# Problem details:
Line for line, the listing below is to be transcribed exactly.

◇ ◇ ◇ ◇

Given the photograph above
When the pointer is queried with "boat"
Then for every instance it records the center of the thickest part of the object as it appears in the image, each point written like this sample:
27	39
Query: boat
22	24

◇ ◇ ◇ ◇

# Written answer:
Given the photograph above
When the pointer is queried with "boat"
Then for every instance it records the center of the thickest part of the object as it appears in the image, each point written like this sample:
27	39
Query: boat
22	24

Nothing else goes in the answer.